JOB. Reproduce the material starting at the line that contains "label=lamp post pole" and ending at the line that contains "582,112 -> 600,124", requests included. Multiply every bounding-box coordinate in the answers by 0.55 and round each result to a whole number, rounding halves up.

Records in a dataset
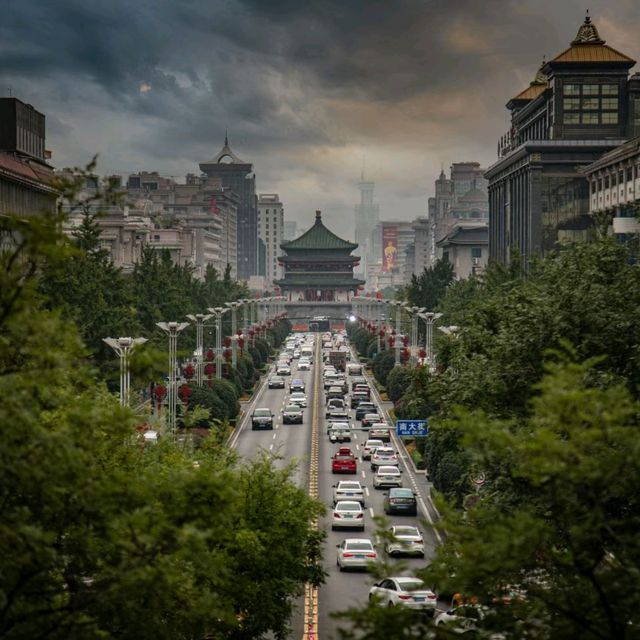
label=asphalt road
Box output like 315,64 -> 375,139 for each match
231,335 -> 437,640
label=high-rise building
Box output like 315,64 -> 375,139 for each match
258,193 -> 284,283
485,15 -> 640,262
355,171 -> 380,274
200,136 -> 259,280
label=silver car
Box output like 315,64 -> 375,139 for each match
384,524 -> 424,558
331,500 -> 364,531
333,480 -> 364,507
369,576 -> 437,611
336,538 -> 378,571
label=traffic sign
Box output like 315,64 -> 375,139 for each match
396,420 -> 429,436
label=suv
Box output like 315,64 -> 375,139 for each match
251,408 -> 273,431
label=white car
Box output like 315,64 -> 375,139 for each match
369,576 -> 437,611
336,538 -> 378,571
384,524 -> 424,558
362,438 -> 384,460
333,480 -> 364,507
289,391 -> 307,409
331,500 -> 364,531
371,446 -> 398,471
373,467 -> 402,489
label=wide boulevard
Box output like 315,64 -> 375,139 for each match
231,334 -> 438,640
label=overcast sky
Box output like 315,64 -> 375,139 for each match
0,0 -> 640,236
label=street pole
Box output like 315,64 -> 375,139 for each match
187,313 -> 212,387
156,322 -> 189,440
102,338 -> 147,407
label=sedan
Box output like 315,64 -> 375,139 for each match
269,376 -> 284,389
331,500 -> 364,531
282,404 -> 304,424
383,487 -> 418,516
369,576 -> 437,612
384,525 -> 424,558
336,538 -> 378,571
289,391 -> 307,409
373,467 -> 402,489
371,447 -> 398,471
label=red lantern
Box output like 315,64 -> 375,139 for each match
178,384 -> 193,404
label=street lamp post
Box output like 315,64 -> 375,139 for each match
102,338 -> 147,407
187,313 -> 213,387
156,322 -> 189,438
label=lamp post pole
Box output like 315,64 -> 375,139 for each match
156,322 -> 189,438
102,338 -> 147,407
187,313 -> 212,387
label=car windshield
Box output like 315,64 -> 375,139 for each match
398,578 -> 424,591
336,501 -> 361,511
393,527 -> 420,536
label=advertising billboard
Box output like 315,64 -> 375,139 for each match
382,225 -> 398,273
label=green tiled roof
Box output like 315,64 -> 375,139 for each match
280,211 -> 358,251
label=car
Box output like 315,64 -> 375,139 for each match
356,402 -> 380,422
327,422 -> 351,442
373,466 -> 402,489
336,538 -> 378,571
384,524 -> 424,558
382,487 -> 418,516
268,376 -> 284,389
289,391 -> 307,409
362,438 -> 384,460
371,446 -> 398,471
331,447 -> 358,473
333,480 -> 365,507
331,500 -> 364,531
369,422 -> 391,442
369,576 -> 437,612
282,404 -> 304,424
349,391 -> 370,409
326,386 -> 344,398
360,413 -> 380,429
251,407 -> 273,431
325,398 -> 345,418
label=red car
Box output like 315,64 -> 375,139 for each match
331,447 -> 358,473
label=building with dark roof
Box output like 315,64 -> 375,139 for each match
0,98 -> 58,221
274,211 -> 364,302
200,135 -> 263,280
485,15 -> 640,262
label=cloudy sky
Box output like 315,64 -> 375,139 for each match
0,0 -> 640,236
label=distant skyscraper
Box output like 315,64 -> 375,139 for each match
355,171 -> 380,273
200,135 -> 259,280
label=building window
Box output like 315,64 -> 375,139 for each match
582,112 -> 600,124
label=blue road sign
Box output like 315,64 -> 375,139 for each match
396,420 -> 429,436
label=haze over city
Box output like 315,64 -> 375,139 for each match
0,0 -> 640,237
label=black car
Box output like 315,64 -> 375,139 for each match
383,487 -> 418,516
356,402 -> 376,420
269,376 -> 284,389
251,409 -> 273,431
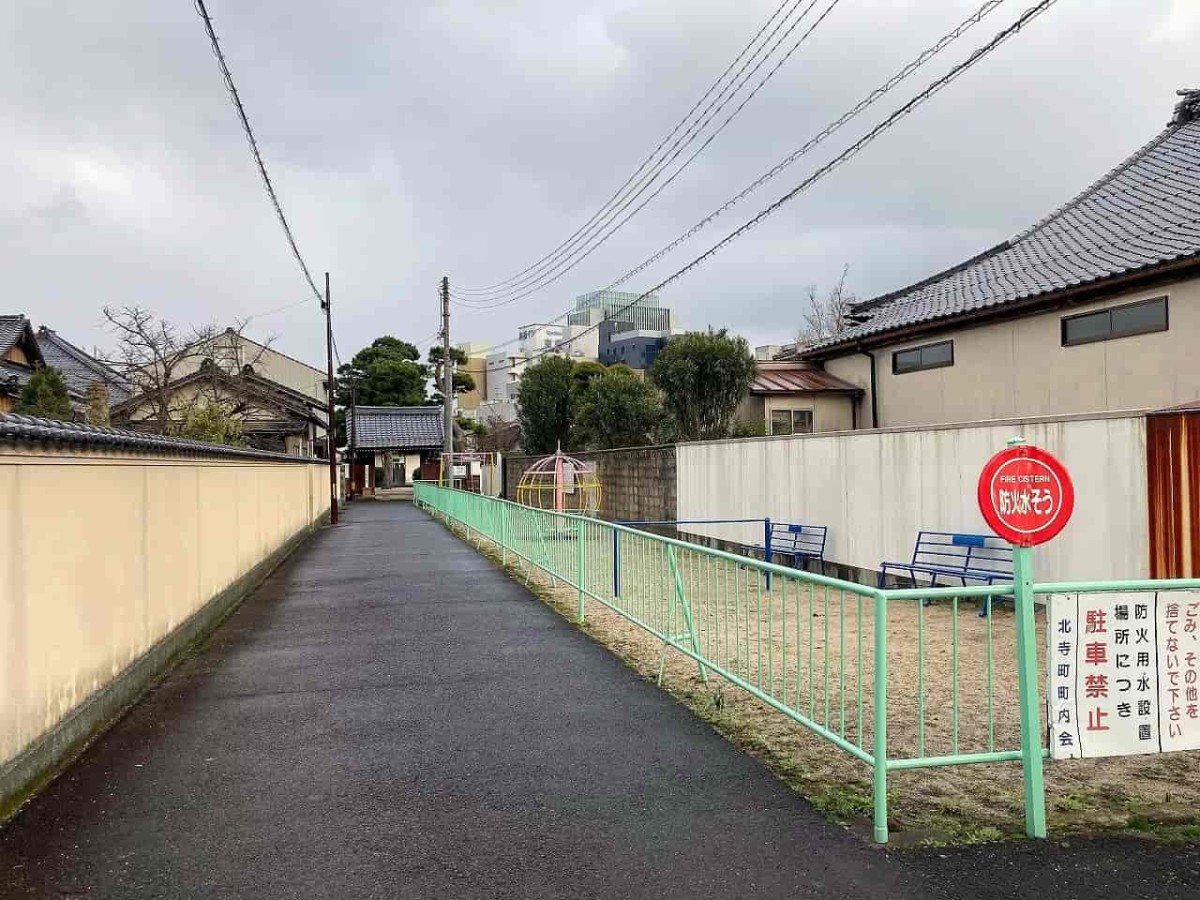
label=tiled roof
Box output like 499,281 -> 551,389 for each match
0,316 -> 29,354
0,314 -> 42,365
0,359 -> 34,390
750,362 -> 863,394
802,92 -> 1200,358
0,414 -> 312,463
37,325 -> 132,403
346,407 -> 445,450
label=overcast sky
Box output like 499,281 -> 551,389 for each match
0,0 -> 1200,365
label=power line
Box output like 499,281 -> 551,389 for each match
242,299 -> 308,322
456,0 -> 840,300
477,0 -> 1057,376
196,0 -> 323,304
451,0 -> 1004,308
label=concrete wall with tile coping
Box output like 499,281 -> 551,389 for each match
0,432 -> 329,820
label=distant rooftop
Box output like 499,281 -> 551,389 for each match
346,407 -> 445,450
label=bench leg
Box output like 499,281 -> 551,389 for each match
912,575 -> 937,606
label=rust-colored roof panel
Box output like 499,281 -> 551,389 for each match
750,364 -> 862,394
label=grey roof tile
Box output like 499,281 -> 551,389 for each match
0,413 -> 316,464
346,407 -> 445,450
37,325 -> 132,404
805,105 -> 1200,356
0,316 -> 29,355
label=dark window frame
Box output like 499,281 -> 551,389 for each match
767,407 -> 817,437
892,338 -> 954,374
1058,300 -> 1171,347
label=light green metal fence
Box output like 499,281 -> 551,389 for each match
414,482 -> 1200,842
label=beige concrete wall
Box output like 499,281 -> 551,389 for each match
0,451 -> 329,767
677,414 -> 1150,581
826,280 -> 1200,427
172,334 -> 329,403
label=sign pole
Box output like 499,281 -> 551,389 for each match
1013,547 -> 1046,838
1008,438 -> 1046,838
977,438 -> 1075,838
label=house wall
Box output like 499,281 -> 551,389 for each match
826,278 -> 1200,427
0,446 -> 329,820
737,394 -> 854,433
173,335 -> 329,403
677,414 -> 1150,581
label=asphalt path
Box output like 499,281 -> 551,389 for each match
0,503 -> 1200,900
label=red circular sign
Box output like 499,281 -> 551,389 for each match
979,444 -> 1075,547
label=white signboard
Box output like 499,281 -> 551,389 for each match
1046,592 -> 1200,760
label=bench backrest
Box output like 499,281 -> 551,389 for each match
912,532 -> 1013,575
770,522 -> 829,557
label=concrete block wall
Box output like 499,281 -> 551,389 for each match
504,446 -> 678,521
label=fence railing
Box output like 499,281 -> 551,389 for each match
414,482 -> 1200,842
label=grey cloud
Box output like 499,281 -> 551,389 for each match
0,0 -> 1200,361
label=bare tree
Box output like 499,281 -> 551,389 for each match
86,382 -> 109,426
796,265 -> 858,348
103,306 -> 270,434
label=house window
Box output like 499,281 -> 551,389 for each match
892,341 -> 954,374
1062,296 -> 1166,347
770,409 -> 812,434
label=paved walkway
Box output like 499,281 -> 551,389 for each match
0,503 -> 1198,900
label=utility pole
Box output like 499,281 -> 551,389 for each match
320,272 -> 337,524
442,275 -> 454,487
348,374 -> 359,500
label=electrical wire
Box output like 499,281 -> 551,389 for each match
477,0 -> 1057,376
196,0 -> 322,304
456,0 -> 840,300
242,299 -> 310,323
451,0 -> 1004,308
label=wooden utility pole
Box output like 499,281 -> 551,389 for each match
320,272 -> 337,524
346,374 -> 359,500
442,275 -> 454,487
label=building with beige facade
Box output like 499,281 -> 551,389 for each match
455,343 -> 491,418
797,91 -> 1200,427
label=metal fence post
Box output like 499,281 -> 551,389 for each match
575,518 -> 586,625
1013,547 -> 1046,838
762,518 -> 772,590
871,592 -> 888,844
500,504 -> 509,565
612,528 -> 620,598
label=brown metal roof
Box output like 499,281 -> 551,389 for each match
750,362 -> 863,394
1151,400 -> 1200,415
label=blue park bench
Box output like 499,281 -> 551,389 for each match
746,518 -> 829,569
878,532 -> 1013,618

CORRECT RESPONSE.
label=lamp post pole
Box output like 315,64 -> 375,139 for each match
86,177 -> 104,241
56,186 -> 81,224
103,172 -> 117,213
label=car windshield
Box output like 315,64 -> 375,139 for each match
219,318 -> 233,325
185,276 -> 199,281
216,290 -> 231,295
label=advertising billboard
Box output like 315,64 -> 375,139 for each match
210,124 -> 219,150
label=green tiled roof
Box output like 315,64 -> 375,139 for each match
154,116 -> 197,138
label=car
Box output like 315,64 -> 375,139 for each match
196,221 -> 209,232
180,232 -> 193,243
205,256 -> 221,269
185,296 -> 208,314
211,288 -> 233,307
210,268 -> 230,284
147,207 -> 156,214
159,215 -> 169,225
199,241 -> 211,253
204,245 -> 219,259
182,246 -> 197,260
183,264 -> 201,279
182,275 -> 200,292
203,232 -> 215,243
203,317 -> 240,337
155,222 -> 167,233
192,215 -> 204,225
179,212 -> 189,219
198,227 -> 209,236
138,224 -> 150,237
179,219 -> 190,230
label=red car
Box output like 315,64 -> 375,139 for each match
182,246 -> 197,260
label=building with dark roof
Box output like 315,64 -> 375,139 for each match
0,54 -> 32,122
151,116 -> 200,166
110,74 -> 145,154
267,8 -> 352,144
label=cloudy sky
Box output like 315,64 -> 375,139 for each match
0,0 -> 352,130
label=distant skyscraper
Box output like 315,64 -> 375,139 for each match
195,94 -> 209,150
110,74 -> 142,154
label=building window
Box output like 315,64 -> 375,139 for each match
320,62 -> 330,68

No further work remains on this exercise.